» Supplied text
Leonard Ncube, Chronicle Reporter
VICTORIA Falls residents yesterday implored Treasury to set aside funds for construction of a training college for skills development in the resort town.

The residents, contributing during a pre-budget consultation meeting organised by the Parliamentary Portfolio Committee on Budget and Finance at Chinotimba Hall in Victoria Falls, said they were tired of having their views thrown away in the crafting of the national budget.

They alleged the Government was deliberately marginalising Matabeleland region by failing to allocate funds towards building of schools, hospitals, roads and irrigation dams. Participants said youths were lying idle while their counterparts from other areas get jobs from under their nose because there is no college.

They challenged Finance and Economic Development Minister Patrick Chinamasa to prioritise capital projects, specifically the Gwayi-Shangani Dam, and infrastructure development and to consider coming up with ideas of growing the national cake without increasing tariffs.

The general consensus among participants who included the elderly and youths was that the resort town is the cash cow of the country’s economy but no revenue was being channelled back to benefit the local community.

The gathering appealed to Treasury to allocate a percentage from revenue generated from local resorts to a provincial purse to steer development.

“Victoria Falls is a tourism area with a lot of activities that bring foreign currency. Let’s have a certain percentage of game parks’ fees and Rainforest entry fees ploughed back to the community towards building a vocational training college as well as a tourism and hospitality college,” said a youth.

» Data extracts
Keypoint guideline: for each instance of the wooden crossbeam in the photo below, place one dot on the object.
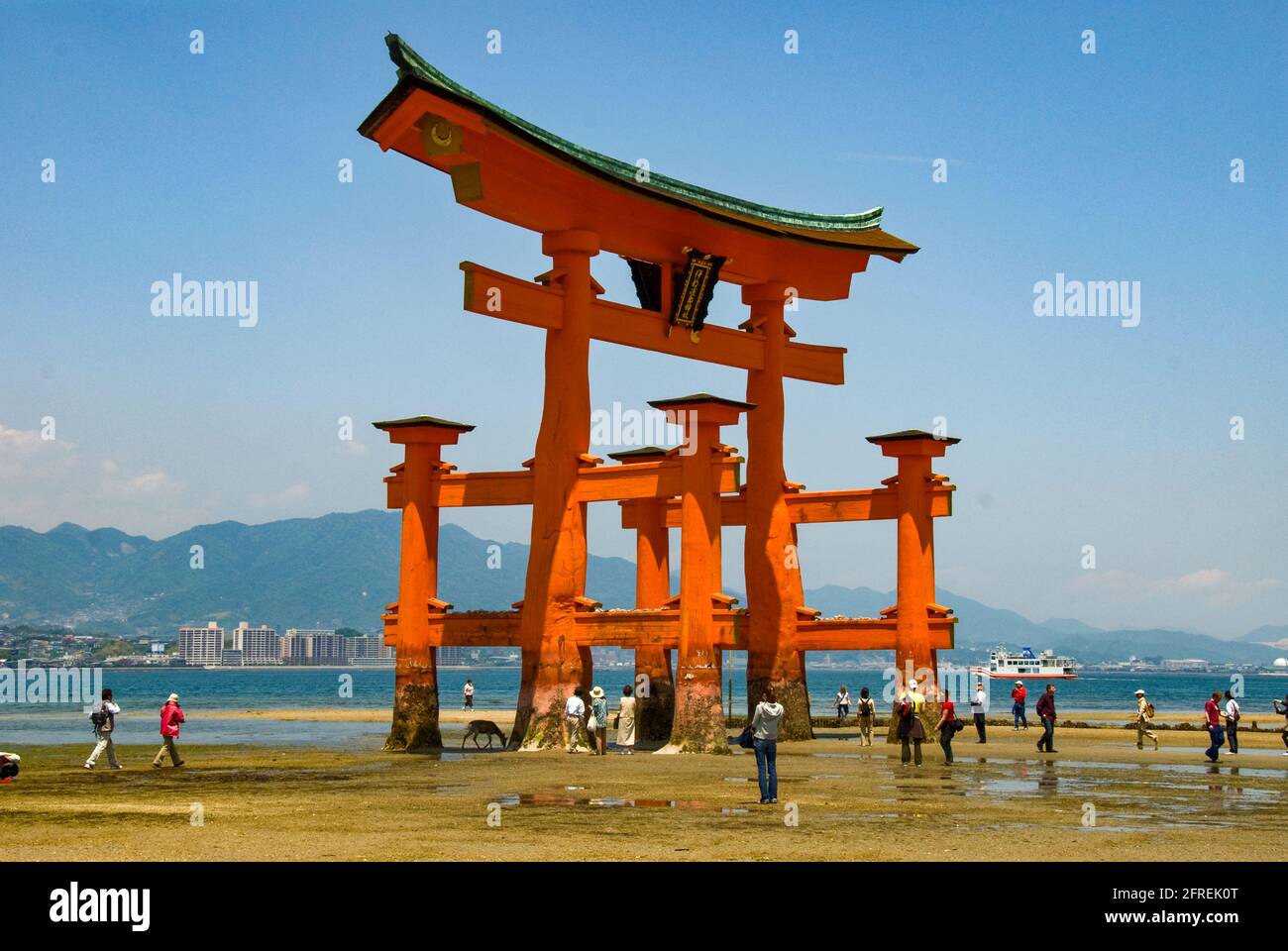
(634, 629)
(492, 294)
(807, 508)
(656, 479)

» What you need to do
1/ Using the Victoria Falls report, answer each question briefly:
(a) In which hall was the pre-budget consultation meeting held?
(b) Which dam did residents specifically ask the Finance Minister to prioritize?
(c) Which two kinds of fees did the youth want a percentage of returned to the community?
2/ According to the Victoria Falls report, what did the Government allegedly fail to fund in Matabeleland? List every one.
The lines are not needed for any of this work.

» Responses to the tasks
1/
(a) Chinotimba Hall in Victoria Falls.
(b) The Gwayi-Shangani Dam.
(c) Game parks' fees and Rainforest entry fees.

2/
- Schools
- Hospitals
- Roads
- Irrigation dams